• [BACAAN]
((
Kompleks Makam Raja-Raja Imogiri merupakan kawasan makam raja-raja Mataram Islam yang terletak di perbukitan Imogiri (perbukitan Pajimatan Girirejo), Bantul, Yogyakarta, tepatnya di wilayah Desa Girirejo dan Desa Wukirsari. Masyarakat Jawa meyakini bahwa gunung atau bukit dapat menyimbolkan status sekaligus merupakan upaya untuk lebih mendekatkan diri kepada Yang Maha Kuasa.
Makam yang didirikan pada masa pemerintahan Sultan Agung tersebut memang diperuntukkan untuk raja dan kerabat kerajaan Mataram Islam beserta keturunannya.
Ada sebuah kisah yang hidup di masyarakat sekitar tentang kenapa Sultan Agung memilih perbukitan Pajimatan Girirejo untuk membangun pemakaman ini. Dulu, sewaktu Sultan Agung sedang mencari wilayah yang akan digunakan untuk tempat pemakaman khusus sultan dan keluarganya, ia melemparkan segenggam pasir dari Arab.
Pasir tersebut dilempar jauh hingga akhirnya mendarat di perbukitan Imogiri. Atas dasar itulah selanjutnya Sultan Agung memutuskan membangun makam di Imogiri.
Imogiri sendiri berasal dari kata hima dan giri. Hima berarti kabut dan giri berarti gunung, sehingga Imogiri bisa diartikan sebagai gunung yang diselimuti kabut.
Pada tahun 1632 M, seorang arsitek bernama Kyai Tumenggung Tjitrokoesoemo membangun kawasan makam atas perintah dari Sultan Agung. Setelah 13 tahun berlalu, tepatnya pada 1645, Sultan Agung wafat. Ia kemudian dimakamkan di Imogiri.
Ziarah ke Makam Sultan Agung
Hingga saat ini, makam Sultan Agung sangat dikeramatkan dan tidak sembarang orang bisa memasuki makamnya. Ada persyaratan yang harus dipenuhi bila berniat melakukan ziarah ke makam Sultan Agung yakni, para peziarah dilarang menggunakan alas kaki, membawa kamera, memakai perhiasan terutama dari emas dan harus mengenakan pakaian khas Jawa atau peranakan.
Bagi peziarah laki-laki, harus mengenakan pakaian adat Jawa berupa blangkon, beskap, kain, sabuk, timang, dan samir. Sementara itu, bagi peziarah perempuan harus memakai kemben dan kain panjang.
Bagi yang berhijab harus melepas hijabnya saat masuk ke makam Sultan Agung. Secara umum, di area makam dan hutan tersebut para wisatawan dilarang berbuat tidak sopan, berburu, memotong pohon, mengambil kayu, dan mencabut atau merusak tanaman yang ada.
Tak hanya penziarahan, ada aktivitas tradisi lain yang dapat dilakukan dan ditemukan di Komplek Makam Raja Imogiri.
Upacara dan Tradisi
Ada beberapa tradisi sakral yang masih dijalankan di sana hingga sekarang yaitu, kuthomoro dan nguras enceh.
))
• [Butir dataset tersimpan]
((
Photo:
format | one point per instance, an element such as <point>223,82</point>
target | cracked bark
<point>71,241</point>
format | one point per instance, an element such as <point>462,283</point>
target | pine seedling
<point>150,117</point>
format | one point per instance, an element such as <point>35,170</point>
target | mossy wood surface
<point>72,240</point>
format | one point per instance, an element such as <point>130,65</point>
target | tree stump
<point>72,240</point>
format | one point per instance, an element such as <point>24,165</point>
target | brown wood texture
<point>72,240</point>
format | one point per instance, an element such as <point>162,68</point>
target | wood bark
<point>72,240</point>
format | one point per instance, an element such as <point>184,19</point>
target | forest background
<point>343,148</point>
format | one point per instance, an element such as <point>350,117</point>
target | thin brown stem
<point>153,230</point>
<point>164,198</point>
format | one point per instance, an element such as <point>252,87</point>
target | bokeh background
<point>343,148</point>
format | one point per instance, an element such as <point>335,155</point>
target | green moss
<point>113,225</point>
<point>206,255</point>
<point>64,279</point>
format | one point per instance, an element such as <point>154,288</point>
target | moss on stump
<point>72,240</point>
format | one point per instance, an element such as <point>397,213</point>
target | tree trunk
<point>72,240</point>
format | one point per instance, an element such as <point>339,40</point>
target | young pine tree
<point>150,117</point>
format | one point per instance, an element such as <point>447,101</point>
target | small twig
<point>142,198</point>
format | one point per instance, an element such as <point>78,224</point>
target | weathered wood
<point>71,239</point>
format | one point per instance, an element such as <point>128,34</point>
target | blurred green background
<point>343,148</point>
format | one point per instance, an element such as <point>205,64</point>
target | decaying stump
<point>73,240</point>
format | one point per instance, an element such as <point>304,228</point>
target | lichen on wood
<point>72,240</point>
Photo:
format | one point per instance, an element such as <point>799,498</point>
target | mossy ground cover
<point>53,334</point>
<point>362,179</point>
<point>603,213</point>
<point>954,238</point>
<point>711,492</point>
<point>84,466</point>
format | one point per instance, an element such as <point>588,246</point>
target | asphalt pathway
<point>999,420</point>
))
• [PETUNJUK KERJA]
Tolong jawab pertanyaan berikut berdasarkan bacaan tentang Makam Raja-Raja Imogiri.
1. Siapa arsitek yang membangun kawasan makam pada tahun 1632 M?
2. Apa arti kata "hima"?
3. Apa yang harus dipakai peziarah perempuan?

• [SOAL TERJAWAB]
1. Kyai Tumenggung Tjitrokoesoemo.
2. Kabut.
3. Kemben dan kain panjang.